▸ WHAT TO DO: Write out the items word for word, starting at the very beginning and ending with the line that contains "(11, 159), (220, 224)". Include both of those lines.

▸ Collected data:
════

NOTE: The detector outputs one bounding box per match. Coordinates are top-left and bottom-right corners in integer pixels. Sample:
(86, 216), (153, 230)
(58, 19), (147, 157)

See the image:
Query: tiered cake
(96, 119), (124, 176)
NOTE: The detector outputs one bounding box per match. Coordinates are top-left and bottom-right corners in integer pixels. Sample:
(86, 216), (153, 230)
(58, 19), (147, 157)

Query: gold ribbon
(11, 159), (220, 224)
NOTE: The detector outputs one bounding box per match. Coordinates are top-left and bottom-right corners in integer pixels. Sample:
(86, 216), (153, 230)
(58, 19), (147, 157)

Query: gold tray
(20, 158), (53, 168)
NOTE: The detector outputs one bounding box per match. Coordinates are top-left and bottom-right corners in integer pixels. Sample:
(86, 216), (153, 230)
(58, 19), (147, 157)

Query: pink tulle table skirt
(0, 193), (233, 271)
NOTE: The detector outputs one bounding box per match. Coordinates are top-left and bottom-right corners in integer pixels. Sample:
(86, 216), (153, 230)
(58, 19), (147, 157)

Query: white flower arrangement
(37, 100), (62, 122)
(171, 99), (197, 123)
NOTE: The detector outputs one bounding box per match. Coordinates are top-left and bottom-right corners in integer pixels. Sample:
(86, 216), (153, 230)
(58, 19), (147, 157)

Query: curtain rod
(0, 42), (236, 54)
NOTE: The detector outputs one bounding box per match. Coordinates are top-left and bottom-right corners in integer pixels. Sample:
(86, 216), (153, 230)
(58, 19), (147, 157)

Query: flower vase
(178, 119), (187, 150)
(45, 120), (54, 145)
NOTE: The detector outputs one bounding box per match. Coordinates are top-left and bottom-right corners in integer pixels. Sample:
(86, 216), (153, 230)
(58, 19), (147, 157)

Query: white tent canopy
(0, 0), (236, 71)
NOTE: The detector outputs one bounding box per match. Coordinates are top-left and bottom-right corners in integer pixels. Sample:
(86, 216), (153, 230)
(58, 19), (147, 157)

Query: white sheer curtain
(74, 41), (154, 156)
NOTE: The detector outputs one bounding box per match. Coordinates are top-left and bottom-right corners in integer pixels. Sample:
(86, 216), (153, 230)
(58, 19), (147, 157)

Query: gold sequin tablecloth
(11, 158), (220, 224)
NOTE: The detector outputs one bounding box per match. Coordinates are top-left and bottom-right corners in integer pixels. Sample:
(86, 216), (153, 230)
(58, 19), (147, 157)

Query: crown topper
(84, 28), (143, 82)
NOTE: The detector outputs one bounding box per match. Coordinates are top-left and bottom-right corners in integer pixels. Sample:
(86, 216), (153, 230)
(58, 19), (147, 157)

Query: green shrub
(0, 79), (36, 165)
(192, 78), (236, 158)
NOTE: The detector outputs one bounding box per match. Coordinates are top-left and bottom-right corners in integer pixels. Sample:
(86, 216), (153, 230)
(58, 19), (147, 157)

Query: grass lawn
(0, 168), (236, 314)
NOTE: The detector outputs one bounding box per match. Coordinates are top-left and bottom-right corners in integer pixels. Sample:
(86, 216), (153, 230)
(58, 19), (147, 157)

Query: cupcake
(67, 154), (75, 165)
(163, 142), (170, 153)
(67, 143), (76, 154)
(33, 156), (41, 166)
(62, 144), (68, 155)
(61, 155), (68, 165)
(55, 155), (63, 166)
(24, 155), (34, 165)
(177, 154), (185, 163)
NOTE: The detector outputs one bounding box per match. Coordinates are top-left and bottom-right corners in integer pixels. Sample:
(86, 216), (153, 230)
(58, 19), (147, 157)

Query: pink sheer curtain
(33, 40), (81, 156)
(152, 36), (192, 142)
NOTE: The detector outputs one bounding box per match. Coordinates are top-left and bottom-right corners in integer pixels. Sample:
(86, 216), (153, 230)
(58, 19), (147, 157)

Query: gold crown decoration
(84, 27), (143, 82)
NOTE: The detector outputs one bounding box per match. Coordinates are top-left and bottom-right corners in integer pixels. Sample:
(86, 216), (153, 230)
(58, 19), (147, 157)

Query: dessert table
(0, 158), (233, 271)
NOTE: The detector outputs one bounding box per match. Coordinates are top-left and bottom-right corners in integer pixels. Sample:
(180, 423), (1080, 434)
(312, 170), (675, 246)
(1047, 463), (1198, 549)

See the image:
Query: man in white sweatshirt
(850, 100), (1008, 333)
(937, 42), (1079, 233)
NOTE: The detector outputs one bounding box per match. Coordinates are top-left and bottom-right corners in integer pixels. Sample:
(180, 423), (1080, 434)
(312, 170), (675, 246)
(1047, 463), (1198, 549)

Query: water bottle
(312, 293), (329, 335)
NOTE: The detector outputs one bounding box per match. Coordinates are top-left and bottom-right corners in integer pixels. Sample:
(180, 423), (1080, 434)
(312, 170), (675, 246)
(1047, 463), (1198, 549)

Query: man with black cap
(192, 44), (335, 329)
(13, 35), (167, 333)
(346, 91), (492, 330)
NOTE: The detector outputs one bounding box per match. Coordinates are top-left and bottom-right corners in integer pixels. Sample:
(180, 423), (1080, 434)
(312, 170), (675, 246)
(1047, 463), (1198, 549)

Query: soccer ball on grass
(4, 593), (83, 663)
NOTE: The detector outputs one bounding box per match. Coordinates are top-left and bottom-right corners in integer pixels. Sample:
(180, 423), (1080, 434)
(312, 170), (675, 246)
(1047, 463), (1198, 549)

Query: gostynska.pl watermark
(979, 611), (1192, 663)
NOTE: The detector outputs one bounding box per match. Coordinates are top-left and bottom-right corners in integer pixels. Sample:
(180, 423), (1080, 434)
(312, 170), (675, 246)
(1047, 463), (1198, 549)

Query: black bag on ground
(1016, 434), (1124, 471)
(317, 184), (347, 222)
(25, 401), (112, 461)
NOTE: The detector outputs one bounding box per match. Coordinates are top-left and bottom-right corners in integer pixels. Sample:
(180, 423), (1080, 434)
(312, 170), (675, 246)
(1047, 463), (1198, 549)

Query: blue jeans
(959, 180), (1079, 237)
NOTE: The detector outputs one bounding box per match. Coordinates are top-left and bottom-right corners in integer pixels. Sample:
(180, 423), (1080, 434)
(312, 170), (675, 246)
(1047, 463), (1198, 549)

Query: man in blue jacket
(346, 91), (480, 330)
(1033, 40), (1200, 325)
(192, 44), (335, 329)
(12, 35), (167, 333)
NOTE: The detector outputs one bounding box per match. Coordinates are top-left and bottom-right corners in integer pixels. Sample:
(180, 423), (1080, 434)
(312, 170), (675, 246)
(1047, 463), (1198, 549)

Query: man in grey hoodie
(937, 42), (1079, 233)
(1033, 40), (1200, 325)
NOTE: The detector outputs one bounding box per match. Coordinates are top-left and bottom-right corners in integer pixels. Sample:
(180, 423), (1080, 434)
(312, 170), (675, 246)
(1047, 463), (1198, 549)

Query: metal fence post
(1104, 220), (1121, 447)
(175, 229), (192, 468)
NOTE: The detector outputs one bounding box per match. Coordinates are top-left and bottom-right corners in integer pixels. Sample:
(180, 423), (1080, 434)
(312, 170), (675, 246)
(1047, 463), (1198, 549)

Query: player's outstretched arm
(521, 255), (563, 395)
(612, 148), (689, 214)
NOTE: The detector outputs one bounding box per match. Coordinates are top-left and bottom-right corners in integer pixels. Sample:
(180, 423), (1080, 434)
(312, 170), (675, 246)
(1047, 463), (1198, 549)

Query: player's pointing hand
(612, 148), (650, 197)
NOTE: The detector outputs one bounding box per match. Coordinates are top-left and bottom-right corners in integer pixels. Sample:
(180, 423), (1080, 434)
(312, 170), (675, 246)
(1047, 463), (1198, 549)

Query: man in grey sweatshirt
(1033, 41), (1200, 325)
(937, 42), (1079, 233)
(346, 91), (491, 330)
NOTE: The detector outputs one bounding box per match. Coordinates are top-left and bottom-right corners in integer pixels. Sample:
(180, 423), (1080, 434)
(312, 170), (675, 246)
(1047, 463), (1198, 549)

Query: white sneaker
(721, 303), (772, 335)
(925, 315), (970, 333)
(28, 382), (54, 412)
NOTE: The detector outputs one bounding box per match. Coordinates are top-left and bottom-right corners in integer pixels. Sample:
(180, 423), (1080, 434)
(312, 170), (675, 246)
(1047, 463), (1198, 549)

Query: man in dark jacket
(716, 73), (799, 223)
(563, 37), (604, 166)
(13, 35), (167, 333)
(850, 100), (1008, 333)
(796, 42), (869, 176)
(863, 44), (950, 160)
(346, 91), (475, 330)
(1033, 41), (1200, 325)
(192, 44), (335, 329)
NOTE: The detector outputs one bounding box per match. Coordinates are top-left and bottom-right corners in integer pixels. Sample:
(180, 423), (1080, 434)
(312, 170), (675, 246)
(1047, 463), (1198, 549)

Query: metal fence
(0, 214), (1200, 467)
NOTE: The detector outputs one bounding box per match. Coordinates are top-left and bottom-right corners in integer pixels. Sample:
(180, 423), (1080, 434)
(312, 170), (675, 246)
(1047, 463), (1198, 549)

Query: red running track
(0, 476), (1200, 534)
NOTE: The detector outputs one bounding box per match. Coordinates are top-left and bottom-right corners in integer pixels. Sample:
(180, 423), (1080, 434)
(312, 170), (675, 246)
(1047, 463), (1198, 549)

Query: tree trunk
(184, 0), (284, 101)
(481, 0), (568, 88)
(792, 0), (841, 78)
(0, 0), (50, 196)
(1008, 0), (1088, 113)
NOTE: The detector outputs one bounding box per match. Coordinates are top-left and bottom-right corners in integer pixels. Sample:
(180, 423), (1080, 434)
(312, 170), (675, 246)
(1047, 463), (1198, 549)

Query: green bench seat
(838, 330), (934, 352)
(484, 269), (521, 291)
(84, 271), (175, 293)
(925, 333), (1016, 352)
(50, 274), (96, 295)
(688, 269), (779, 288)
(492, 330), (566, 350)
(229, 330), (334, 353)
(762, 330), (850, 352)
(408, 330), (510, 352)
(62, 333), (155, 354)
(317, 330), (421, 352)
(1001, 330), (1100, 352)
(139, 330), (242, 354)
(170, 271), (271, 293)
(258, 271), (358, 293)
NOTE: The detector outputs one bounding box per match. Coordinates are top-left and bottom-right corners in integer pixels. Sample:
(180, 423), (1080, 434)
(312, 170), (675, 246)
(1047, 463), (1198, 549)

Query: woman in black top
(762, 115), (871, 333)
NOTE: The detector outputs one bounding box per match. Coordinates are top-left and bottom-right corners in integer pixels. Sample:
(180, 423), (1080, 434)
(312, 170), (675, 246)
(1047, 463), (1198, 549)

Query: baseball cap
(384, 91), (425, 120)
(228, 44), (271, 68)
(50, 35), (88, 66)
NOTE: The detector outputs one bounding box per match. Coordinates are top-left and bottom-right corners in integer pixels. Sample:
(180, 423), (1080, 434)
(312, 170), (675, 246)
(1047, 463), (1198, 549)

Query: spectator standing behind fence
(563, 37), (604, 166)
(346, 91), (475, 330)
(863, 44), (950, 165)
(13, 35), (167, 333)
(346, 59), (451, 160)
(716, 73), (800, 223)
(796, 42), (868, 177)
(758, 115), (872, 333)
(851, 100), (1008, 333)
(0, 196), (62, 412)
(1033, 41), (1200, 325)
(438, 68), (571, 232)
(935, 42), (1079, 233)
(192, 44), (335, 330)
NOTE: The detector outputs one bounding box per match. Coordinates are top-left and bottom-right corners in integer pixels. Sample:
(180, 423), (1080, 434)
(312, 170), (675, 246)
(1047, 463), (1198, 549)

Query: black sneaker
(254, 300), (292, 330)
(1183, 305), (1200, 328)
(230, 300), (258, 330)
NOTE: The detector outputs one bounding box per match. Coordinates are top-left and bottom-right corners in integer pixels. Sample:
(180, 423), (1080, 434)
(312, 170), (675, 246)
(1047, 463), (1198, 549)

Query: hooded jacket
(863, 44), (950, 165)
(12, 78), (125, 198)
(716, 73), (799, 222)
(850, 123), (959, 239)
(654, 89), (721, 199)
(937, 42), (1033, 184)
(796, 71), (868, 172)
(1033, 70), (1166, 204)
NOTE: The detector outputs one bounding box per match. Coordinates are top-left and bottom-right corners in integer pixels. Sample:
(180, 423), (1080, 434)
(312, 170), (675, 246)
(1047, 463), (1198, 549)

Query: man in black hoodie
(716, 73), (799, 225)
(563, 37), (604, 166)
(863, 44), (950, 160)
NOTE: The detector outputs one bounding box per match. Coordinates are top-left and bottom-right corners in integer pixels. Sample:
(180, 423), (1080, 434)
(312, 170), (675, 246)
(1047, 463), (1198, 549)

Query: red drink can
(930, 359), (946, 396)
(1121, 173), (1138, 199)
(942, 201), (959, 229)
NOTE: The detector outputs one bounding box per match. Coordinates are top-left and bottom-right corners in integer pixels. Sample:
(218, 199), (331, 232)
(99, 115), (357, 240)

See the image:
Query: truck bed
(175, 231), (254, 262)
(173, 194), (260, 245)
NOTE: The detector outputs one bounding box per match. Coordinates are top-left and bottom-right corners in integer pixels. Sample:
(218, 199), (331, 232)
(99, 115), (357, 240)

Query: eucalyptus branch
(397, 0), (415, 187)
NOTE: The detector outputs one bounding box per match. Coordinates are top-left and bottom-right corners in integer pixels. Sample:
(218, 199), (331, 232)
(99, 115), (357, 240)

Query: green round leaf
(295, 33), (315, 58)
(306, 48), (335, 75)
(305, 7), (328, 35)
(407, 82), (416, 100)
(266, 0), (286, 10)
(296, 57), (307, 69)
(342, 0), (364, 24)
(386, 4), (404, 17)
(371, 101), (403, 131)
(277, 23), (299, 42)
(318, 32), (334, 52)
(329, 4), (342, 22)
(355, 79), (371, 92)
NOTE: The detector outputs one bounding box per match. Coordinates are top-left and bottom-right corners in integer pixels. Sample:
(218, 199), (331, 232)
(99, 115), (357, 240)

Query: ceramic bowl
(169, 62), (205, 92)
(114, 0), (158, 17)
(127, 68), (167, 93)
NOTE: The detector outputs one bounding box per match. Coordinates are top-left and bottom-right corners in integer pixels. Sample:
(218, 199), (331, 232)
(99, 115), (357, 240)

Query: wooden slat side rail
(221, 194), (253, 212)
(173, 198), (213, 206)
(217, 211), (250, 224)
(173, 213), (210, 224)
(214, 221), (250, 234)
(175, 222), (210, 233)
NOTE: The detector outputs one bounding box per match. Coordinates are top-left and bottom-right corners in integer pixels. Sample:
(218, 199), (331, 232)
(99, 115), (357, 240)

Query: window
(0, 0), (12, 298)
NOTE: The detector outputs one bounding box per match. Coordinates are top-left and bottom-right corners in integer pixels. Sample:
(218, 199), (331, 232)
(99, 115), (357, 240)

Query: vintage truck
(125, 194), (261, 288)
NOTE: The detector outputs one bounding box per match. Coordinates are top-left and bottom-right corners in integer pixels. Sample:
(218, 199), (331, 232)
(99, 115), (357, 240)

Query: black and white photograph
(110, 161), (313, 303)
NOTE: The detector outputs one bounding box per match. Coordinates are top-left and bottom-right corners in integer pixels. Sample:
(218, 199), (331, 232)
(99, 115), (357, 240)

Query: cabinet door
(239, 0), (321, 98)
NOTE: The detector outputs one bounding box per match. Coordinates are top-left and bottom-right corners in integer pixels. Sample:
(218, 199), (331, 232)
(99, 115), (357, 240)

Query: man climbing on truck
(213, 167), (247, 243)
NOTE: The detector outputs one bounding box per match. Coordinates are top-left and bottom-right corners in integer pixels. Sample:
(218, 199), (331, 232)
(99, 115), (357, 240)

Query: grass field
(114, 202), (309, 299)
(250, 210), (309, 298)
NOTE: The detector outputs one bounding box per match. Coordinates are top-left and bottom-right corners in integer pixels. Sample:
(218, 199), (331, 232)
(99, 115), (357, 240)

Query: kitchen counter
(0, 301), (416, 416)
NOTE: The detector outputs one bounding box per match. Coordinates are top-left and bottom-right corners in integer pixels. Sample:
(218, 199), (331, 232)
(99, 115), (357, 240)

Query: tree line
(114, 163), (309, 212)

════

▸ OUTPUT FOR THIS TASK:
NOTE: The detector outputs one bounding box per match. Coordinates are top-left and bottom-right corners in integer pixels. Sample:
(86, 216), (153, 230)
(58, 19), (147, 157)

See the image:
Query: tiered cake
(96, 119), (124, 176)
NOTE: The detector outputs one bounding box per match. Coordinates are top-left and bottom-right corners in integer pixels. Sample:
(86, 216), (153, 230)
(58, 19), (147, 157)

Query: gold ribbon
(11, 159), (220, 224)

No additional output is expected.